## Exercice 1
Répondez à ces questions sur l'extrait consacré au dalaï-lama et à la mairie de Paris :
(a) Quelle fonction occupe Paul-David Regnier ?
(b) En quelle année le dalaï-lama, venu en France, avait-il été boudé par les autorités françaises ?
(c) À quelle date Delanoë a-t-il remis le diplôme au dalaï-lama ?
## Exercice 2
Recopiez tout ce qui va de « Ce n’est pas » jusqu'à « en juin 2009. » dans l'extrait consacré au dalaï-lama et à la mairie de Paris.

## Extrait choisi
<<<<

Certains évoquent une «question difficile», se «démènent pour faire avancer un dossier compliqué», ajoute la présidente de l’association Lhakar France en citant des échanges qu’elle a eus avec des responsables municipaux. La mairie de Paris craint-elle les réactions de Pékin si elle organise un événement avec le dalaï-lama ? Une telle conférence risquerait-elle à ses yeux de perturber la commémoration du 60e anniversaire de l’établissement des relations diplomatiques entre la France et la Chine ?

Sommet interreligieux

Nouveau rebondissement le 7 février : Paul-David Regnier, délégué général aux relations internationales de la ville de Paris, organise une réunion. Il soumet l’idée d’un sommet des religions autour de la question de l’environnement, auquel participerait le dalaï-lama, aux côtés d’autres dignitaires religieux, mais plus en invité d’honneur. Une manière de le rendre moins visible ? Alain Wang est présent. «La mairie souhaiterait désormais organiser une rencontre en fin d’année, explique le sinologue, peut-être au moment de la venue du pape en décembre pour l’inauguration de Notre-Dame.» Mais aucune date n’est fixée. Avec Céline Menguy, Alain Wang retravaille alors le projet pour préciser que le leader bouddhiste pourrait être entouré de «représentants des principales religions qui interagiront avec lui». Puis, ils envoient le document amendé. Retour à la case silence, pas de réponse depuis février.

«Ce projet n’est pas remonté jusqu’à moi, expliquait mercredi à Libération Arnaud Ngatcha, l’adjoint aux relations internationales de la mairie, qui disait n’avoir pas connaissance de cette initiative, malgré des échanges avec les organisateurs. Nous sommes mobilisés sur les JO. En 2021, nous étions dans un contexte particulier, en plein Covid. Il y a peut-être des discussions au niveau administratif, mais pas au niveau politique, peut-être parce que ce projet n’est pas encore mature ou pas possible.»

Personnage cactus pour les dirigeants français

Ce n’est pas une nouveauté, le dalaï-lama reste un personnage encombrant et gênant pour les dirigeants occidentaux, soucieux de ne pas se fâcher avec la Chine communiste et de ne pas compromettre les relations commerciales. Lors de sa venue en 2016 en France, le chef spirituel des Tibétains avait été boudé par les autorités françaises. Huit ans plus tôt déjà, l’attribution de son titre de citoyen d’honneur de Paris n’avait pas été une promenade de santé. Le scrutin, en avril 2008, avait divisé les élus municipaux. Christophe Girard, alors adjoint PS au maire Bertrand Delanoë, et très hostile à cette initiative, était absent de l’hémicycle. De nombreux élus n’avaient pas pris part au scrutin. C’est en catimini, en petit comité dans son bureau auquel la presse avait eu accès, que Delanoë avait finalement remis le diplôme au dalaï-lama en juin 2009.

«Engager Paris»

>>>>

Données tirées d'une collection
<<<<

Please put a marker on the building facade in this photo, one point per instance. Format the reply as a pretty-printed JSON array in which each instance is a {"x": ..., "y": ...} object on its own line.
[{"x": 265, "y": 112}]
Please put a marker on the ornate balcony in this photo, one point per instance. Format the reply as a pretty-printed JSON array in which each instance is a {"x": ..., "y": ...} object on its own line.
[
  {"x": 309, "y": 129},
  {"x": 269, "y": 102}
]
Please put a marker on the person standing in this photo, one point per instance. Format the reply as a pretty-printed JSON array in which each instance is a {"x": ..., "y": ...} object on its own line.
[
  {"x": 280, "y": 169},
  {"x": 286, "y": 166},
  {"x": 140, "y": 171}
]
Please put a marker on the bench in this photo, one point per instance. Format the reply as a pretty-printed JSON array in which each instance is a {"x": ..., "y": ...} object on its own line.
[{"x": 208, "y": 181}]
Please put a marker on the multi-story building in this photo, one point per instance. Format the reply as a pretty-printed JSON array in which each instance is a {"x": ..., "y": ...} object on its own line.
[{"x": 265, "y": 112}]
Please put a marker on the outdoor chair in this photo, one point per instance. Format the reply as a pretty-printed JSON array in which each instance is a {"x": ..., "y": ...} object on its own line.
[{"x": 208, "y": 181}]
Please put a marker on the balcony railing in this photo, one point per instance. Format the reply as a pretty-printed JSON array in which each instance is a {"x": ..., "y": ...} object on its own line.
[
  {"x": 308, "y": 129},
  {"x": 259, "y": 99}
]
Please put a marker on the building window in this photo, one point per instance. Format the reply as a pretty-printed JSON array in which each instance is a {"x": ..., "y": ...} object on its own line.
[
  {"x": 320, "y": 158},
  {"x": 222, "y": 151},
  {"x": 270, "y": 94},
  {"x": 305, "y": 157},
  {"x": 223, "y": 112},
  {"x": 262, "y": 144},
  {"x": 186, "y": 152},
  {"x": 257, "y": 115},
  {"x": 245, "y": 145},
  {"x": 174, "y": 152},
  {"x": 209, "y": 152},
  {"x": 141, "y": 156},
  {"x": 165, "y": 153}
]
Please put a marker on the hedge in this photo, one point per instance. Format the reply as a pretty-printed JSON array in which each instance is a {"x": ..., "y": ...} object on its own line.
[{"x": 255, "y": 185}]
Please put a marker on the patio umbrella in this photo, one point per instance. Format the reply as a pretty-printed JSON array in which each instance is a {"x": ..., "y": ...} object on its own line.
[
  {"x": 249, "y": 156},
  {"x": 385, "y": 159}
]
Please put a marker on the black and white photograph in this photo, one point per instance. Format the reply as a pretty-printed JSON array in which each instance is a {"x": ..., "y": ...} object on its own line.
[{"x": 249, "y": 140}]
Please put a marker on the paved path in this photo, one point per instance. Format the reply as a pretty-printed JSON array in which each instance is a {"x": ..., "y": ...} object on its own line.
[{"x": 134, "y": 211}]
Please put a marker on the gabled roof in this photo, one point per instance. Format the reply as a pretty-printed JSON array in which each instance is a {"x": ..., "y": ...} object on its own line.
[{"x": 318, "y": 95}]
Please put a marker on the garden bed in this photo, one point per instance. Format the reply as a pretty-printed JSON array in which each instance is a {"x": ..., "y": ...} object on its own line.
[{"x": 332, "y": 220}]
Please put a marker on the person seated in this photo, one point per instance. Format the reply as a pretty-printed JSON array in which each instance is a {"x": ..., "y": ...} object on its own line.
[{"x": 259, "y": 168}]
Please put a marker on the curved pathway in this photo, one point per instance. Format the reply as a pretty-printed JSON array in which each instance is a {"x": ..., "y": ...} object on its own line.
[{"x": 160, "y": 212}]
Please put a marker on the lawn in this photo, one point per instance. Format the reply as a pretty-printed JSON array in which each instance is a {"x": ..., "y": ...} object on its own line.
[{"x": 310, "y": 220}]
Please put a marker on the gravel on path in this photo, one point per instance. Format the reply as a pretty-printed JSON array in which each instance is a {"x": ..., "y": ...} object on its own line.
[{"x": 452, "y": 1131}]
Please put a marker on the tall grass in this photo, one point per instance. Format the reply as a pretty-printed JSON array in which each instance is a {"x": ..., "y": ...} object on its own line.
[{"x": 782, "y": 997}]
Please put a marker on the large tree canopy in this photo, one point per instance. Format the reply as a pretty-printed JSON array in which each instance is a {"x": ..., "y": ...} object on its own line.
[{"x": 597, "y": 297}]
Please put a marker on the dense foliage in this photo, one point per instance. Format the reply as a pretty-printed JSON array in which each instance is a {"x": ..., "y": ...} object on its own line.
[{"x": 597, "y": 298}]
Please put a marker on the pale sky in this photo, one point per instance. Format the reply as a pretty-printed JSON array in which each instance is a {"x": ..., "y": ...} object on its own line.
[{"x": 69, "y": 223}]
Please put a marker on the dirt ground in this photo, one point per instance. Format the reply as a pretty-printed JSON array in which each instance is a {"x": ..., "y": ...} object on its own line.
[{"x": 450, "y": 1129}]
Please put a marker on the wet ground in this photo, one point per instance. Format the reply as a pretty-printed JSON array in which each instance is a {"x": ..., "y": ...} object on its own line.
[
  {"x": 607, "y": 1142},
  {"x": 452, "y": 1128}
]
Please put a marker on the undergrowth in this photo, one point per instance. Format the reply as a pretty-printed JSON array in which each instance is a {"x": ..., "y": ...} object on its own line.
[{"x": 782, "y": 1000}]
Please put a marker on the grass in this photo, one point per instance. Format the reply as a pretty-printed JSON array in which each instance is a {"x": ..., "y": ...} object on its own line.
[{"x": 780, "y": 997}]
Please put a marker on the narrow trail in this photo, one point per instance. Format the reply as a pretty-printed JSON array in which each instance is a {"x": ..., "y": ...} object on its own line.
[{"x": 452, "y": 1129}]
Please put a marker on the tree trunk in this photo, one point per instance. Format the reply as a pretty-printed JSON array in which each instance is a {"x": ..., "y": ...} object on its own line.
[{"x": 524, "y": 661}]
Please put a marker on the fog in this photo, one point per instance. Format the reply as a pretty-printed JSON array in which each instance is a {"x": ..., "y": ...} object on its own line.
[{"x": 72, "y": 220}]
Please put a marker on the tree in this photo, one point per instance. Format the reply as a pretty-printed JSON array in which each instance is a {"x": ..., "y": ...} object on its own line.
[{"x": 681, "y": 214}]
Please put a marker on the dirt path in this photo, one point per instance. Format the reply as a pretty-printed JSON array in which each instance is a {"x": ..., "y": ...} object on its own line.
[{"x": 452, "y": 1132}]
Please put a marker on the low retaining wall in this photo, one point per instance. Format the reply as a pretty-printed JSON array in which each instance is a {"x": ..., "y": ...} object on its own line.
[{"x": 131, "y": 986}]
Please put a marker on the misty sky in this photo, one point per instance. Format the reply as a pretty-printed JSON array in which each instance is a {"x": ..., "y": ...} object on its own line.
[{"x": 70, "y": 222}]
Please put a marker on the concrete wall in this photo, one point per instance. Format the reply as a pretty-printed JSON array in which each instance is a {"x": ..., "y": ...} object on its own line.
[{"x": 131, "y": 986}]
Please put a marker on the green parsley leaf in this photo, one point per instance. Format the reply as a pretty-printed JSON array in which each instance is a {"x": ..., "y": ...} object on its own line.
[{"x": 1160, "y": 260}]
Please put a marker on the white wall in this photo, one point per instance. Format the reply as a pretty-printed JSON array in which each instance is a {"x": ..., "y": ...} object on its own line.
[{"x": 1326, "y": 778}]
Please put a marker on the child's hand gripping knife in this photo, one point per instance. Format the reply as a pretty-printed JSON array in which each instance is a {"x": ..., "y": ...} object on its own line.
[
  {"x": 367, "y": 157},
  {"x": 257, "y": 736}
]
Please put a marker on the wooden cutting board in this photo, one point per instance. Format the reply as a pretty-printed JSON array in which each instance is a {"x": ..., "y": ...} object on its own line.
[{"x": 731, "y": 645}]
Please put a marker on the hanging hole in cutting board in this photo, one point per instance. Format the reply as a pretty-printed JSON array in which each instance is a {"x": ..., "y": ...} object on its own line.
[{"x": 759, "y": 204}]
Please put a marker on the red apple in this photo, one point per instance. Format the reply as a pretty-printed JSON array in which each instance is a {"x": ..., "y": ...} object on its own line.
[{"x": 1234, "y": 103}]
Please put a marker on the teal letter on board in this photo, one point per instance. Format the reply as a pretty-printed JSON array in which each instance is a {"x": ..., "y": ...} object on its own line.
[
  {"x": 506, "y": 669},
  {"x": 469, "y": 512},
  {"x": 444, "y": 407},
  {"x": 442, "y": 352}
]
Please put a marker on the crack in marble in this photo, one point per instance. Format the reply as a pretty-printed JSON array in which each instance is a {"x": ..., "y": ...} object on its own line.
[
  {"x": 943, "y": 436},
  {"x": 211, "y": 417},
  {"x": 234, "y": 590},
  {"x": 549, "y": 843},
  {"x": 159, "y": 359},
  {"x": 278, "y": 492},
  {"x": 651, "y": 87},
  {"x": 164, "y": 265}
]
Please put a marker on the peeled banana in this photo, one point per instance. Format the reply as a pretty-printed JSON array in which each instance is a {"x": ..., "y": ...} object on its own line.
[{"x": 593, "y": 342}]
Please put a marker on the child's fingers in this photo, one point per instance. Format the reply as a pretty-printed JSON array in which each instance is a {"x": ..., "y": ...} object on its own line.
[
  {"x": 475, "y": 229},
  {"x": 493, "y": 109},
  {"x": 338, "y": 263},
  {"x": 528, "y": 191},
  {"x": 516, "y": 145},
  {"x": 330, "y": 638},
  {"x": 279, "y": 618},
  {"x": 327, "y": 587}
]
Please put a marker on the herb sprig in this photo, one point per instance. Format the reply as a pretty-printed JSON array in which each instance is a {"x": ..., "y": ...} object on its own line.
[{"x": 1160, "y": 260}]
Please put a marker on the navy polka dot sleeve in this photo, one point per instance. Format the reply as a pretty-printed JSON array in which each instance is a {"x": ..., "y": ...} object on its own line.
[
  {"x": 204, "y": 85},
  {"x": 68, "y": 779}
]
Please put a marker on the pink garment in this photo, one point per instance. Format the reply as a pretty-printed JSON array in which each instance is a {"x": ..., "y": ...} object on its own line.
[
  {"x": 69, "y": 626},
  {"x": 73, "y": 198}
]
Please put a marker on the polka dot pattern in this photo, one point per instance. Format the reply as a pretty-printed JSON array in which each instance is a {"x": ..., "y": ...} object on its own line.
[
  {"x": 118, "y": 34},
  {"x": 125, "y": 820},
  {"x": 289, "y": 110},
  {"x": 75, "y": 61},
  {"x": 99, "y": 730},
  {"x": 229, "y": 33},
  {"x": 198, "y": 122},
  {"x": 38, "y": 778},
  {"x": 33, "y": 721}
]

>>>>

## Résultat de l'exercice 1
(a) Il est délégué général aux relations internationales de la ville de Paris.
(b) En 2016.
(c) En juin 2009.

## Résultat de l'exercice 2
Ce n’est pas une nouveauté, le dalaï-lama reste un personnage encombrant et gênant pour les dirigeants occidentaux, soucieux de ne pas se fâcher avec la Chine communiste et de ne pas compromettre les relations commerciales. Lors de sa venue en 2016 en France, le chef spirituel des Tibétains avait été boudé par les autorités françaises. Huit ans plus tôt déjà, l’attribution de son titre de citoyen d’honneur de Paris n’avait pas été une promenade de santé. Le scrutin, en avril 2008, avait divisé les élus municipaux. Christophe Girard, alors adjoint PS au maire Bertrand Delanoë, et très hostile à cette initiative, était absent de l’hémicycle. De nombreux élus n’avaient pas pris part au scrutin. C’est en catimini, en petit comité dans son bureau auquel la presse avait eu accès, que Delanoë avait finalement remis le diplôme au dalaï-lama en juin 2009.